Task to carry out:
Reproduce the following article on legal documents for young adults turning 18 word for word, in full.

Page excerpt:
What Legal Documents Do You Need When You Turn 18?
When you’re the parent of a college-age student, there are many things on your radar: Rooming assignments, school tuition, and that dreaded trip to Target to outfit your new student who is about to venture off to college or to otherwise begin the next stage of their life.
As the parent of a young adult, you have spent your child’s entire life making (or helping them make) medical, legal, and financial decisions on their behalf. And because they may still primarily live under your roof, the easy assumption is that you are still in charge of them, and that this trend will continue.
This is where many parents run into trouble. The moment your child turns 18, legally speaking, they are an adult. Without legal documentation, parents of adult children are unable to tend to any medical, legal, or financial matter on behalf of their child after the child turns 18.
This is true even for a sick or injured child. You will not be able to call the doctor’s office on your child’s behalf, negotiate with an insurance company on their behalf, or help them navigate the school administration. That is, not without the proper legal documentation.
One of our colleagues ran into this very issue when her daughter was in college out of state and injured herself playing sports. She was partially covered by college insurance and partially still on her parents’ insurance (as many young adults are).
Her parents’ insurance required that the MRI be done in Massachusetts, so negotiation was required between the two insurance companies. Since the proper legal documents were not in place, neither insurance company was willing to speak with the parents (because the student was over 18) and thus it became a nightmare for the student’s parents to navigate. It would have been a much smoother and far less stressful process for all involved had a package of “Young Adult Documents” already been in place.
The law does allow competent persons 18 years of age and older to appoint parents and/or others to make legal, financial, and medical determinations on their behalf when they are unable to do so for themselves.

Exercise data:
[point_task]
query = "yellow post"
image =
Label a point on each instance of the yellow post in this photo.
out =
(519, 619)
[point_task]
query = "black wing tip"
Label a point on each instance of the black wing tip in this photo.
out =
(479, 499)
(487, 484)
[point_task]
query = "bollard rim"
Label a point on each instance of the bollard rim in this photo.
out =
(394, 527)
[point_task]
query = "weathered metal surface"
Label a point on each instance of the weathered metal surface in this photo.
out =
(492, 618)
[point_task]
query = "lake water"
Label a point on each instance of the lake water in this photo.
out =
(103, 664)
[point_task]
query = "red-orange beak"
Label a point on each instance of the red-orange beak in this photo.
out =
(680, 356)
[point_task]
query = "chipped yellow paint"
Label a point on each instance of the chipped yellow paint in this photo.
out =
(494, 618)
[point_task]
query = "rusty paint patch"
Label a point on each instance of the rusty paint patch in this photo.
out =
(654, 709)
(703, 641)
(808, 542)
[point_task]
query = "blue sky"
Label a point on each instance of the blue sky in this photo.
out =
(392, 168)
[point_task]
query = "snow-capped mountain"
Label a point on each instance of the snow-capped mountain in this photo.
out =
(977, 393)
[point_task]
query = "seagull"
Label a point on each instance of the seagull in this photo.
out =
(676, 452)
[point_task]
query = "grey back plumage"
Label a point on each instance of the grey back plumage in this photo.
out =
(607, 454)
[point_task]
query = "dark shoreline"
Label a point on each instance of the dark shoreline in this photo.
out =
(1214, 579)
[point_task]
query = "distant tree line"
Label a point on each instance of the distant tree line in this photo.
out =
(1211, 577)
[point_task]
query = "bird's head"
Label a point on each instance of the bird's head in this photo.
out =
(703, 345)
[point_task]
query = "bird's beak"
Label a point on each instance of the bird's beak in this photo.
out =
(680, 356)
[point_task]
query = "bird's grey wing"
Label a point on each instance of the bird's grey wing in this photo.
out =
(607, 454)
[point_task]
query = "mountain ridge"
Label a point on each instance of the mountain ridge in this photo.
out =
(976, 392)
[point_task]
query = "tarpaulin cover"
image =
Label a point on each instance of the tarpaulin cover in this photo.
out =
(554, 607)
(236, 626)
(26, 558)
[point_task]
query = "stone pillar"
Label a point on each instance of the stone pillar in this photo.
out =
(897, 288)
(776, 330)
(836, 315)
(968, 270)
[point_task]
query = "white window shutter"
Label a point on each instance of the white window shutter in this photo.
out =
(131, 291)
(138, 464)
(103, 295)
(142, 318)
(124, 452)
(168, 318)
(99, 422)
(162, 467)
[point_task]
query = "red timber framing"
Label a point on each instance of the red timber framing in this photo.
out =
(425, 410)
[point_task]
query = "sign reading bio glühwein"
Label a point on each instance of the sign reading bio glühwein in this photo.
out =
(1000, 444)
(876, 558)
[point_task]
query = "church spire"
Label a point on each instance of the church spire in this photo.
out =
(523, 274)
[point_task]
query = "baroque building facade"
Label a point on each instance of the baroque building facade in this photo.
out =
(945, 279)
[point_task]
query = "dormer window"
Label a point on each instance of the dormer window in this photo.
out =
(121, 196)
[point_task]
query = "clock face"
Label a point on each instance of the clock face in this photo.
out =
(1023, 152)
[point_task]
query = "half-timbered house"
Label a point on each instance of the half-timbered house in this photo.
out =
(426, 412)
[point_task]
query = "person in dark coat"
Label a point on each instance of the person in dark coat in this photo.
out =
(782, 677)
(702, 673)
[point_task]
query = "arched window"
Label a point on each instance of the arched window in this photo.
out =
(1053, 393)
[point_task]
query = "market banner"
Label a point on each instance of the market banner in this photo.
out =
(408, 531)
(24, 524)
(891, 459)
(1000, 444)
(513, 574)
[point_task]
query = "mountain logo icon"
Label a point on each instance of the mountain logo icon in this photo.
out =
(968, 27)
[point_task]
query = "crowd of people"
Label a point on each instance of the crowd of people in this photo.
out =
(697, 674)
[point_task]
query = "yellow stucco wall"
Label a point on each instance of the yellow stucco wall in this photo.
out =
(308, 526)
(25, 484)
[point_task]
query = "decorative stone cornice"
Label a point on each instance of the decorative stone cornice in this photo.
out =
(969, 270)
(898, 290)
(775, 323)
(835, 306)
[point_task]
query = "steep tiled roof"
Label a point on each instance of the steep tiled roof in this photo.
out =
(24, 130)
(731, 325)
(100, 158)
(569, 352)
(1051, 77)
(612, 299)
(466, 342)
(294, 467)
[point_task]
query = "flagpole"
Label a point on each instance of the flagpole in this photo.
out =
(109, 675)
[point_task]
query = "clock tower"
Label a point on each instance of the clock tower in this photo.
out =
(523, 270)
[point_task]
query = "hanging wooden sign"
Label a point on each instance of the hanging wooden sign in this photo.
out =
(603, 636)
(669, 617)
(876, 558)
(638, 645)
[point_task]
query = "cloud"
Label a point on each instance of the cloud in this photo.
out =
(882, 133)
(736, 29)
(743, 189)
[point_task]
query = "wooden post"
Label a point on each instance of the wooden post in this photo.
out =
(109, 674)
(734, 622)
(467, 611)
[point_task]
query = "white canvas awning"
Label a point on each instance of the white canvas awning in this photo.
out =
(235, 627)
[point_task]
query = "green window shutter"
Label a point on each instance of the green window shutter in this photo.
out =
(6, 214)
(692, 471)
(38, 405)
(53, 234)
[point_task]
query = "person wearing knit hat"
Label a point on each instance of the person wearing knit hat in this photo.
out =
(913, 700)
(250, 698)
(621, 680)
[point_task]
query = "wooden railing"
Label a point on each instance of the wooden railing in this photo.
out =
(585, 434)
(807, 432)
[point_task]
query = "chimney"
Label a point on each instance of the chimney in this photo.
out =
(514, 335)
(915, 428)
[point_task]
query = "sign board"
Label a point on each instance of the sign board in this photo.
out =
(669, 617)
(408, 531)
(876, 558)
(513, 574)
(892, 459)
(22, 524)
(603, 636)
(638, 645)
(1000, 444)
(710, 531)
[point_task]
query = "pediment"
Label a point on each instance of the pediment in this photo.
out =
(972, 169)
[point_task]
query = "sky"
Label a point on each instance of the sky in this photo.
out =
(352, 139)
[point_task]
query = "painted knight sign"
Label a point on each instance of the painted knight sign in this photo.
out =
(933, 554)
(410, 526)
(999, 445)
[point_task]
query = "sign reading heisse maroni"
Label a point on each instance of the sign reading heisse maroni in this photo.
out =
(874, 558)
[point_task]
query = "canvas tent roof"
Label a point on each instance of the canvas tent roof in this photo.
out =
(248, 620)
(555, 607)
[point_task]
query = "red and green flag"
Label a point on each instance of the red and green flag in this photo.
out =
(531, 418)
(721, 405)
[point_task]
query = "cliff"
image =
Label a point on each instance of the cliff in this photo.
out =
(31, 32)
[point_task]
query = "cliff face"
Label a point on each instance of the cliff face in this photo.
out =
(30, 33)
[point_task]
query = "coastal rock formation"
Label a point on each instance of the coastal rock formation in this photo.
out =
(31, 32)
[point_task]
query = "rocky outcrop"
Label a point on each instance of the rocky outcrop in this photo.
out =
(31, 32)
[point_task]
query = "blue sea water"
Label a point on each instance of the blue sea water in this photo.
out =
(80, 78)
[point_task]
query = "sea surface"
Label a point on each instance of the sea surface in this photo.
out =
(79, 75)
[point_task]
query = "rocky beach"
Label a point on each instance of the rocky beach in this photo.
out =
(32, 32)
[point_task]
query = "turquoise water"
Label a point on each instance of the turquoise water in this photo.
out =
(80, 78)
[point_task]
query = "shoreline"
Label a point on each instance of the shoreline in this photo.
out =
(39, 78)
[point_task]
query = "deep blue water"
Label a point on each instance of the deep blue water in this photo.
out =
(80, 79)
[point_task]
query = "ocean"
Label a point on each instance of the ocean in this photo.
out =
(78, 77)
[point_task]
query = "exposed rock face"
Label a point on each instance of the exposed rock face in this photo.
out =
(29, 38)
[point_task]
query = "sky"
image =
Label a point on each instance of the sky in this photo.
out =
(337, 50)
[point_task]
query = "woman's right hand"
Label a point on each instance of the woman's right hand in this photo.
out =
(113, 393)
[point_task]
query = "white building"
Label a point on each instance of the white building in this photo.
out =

Solved problem:
What Legal Documents Do You Need When You Turn 18?
When you’re the parent of a college-age student, there are many things on your radar: Rooming assignments, school tuition, and that dreaded trip to Target to outfit your new student who is about to venture off to college or to otherwise begin the next stage of their life.
As the parent of a young adult, you have spent your child’s entire life making (or helping them make) medical, legal, and financial decisions on their behalf. And because they may still primarily live under your roof, the easy assumption is that you are still in charge of them, and that this trend will continue.
This is where many parents run into trouble. The moment your child turns 18, legally speaking, they are an adult. Without legal documentation, parents of adult children are unable to tend to any medical, legal, or financial matter on behalf of their child after the child turns 18.
This is true even for a sick or injured child. You will not be able to call the doctor’s office on your child’s behalf, negotiate with an insurance company on their behalf, or help them navigate the school administration. That is, not without the proper legal documentation.
One of our colleagues ran into this very issue when her daughter was in college out of state and injured herself playing sports. She was partially covered by college insurance and partially still on her parents’ insurance (as many young adults are).
Her parents’ insurance required that the MRI be done in Massachusetts, so negotiation was required between the two insurance companies. Since the proper legal documents were not in place, neither insurance company was willing to speak with the parents (because the student was over 18) and thus it became a nightmare for the student’s parents to navigate. It would have been a much smoother and far less stressful process for all involved had a package of “Young Adult Documents” already been in place.
The law does allow competent persons 18 years of age and older to appoint parents and/or others to make legal, financial, and medical determinations on their behalf when they are unable to do so for themselves.